## Instruções
Reproduza na saída as linhas abaixo sem qualquer alteração, omitindo as imagens.
━━━━━━━━━━━━━━━━
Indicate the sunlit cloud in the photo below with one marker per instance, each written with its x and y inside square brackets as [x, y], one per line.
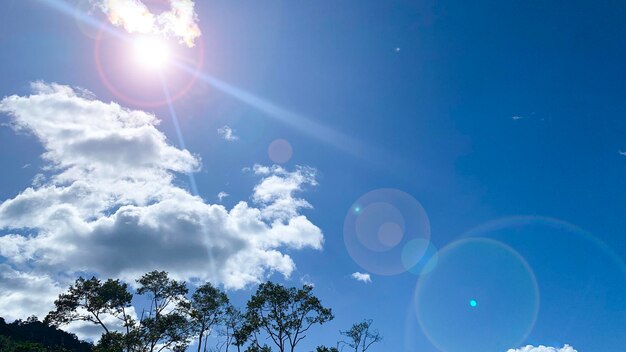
[222, 195]
[227, 133]
[180, 21]
[363, 277]
[110, 187]
[529, 348]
━━━━━━━━━━━━━━━━
## Resposta escrita
Indicate the sunlit cloud in the photo below with one marker per instance, each written with its x and y inside square brackets as [x, y], one per line.
[222, 195]
[227, 133]
[180, 21]
[363, 277]
[110, 187]
[529, 348]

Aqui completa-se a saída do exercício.